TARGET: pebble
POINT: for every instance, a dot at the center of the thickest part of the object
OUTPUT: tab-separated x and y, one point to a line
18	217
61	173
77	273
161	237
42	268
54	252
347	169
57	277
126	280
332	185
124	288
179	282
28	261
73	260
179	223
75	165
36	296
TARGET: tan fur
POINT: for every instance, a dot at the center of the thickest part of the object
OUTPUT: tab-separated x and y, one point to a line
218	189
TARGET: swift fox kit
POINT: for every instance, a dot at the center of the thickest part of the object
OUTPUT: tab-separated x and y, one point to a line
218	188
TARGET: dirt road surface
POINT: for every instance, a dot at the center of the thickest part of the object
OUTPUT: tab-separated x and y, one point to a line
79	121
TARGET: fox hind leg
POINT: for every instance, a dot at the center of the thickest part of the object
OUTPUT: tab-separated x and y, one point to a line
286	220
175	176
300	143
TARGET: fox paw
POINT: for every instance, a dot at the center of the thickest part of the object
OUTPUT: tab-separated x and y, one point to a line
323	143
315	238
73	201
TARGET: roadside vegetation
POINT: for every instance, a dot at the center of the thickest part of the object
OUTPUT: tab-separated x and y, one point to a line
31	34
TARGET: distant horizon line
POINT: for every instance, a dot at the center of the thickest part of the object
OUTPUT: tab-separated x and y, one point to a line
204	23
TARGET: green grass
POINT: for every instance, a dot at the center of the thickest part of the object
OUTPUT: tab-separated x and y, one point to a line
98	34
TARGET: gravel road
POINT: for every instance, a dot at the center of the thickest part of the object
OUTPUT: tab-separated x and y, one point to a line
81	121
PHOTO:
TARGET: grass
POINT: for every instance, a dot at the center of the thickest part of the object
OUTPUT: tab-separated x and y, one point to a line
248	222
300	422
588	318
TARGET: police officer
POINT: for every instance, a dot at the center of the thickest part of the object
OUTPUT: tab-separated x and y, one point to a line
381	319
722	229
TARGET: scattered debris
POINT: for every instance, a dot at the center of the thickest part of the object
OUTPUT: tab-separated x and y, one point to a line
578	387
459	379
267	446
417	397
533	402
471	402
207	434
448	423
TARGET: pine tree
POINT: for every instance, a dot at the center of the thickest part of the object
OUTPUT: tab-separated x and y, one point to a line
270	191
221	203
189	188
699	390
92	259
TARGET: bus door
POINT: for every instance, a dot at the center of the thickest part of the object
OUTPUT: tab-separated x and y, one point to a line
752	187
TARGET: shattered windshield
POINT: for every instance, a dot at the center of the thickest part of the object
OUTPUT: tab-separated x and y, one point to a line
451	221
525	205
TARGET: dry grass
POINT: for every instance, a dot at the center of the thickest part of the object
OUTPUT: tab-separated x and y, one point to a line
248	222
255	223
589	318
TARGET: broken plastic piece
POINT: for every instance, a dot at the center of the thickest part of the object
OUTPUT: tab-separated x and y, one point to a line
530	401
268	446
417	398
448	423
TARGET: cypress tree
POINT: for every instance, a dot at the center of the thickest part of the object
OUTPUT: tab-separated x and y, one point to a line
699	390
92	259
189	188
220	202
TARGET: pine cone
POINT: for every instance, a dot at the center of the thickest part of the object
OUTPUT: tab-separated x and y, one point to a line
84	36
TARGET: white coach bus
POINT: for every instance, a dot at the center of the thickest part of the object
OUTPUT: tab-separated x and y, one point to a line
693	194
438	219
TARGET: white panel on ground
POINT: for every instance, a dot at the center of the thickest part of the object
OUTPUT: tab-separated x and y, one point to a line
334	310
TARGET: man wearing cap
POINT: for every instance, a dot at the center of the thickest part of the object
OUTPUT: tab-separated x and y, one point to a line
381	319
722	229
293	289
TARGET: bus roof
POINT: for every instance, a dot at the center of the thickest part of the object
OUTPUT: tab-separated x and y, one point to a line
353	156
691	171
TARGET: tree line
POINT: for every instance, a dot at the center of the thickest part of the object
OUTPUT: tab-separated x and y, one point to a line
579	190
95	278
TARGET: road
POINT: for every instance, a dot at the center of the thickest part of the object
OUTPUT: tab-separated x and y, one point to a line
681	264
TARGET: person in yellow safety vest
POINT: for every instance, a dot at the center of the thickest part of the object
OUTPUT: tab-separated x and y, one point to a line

* **WHAT THE TASK REQUIRES**: Your answer must be the lines from the first line of the records through the line containing "TARGET: gravel road", copied exactly.

* **EXPECTED OUTPUT**:
TARGET: pebble
POINT: for every instance, a dot at the center of the thickest part of the object
OUTPUT: tab-separated x and y, one point to a line
18	217
61	173
77	273
161	237
42	268
54	252
347	169
57	277
126	280
332	185
124	288
179	282
28	261
73	260
179	223
75	165
36	296
TARGET: tan fur
POINT: for every instance, a dot at the center of the thickest part of the object
OUTPUT: tab-separated x and y, one point to a line
218	189
TARGET: swift fox kit
POINT: for every instance, a dot at the center of the thickest part of the object
OUTPUT: tab-separated x and y, one point to a line
218	188
TARGET: dirt road surface
POINT: for every instance, a dot at the center of the thickest part of the object
OUTPUT: tab-separated x and y, one point to a line
79	121
TARGET: fox hind leg
POINT: for every instance, a dot at the center of the thickest part of the object
OUTPUT: tab-separated x and y, one point to a line
286	220
175	176
300	143
TARGET: fox paw
POINT: for every instance, a dot at the center of the thickest part of the object
OUTPUT: tab-separated x and y, one point to a line
323	143
315	238
73	201
TARGET: roadside vegetation
POINT: for every instance, a dot at the center of the thickest part of the object
OUTPUT: tab-separated x and y, one point to a line
31	34
TARGET: distant horizon line
POINT: for every instance, a dot at the center of the thickest part of the object
OUTPUT: tab-separated x and y, one point to a line
204	23
TARGET: green grass
POINT: for every instance, a dot at the center of the thickest part of the object
OUTPUT: tab-separated x and y, one point to a line
98	34
TARGET: gravel road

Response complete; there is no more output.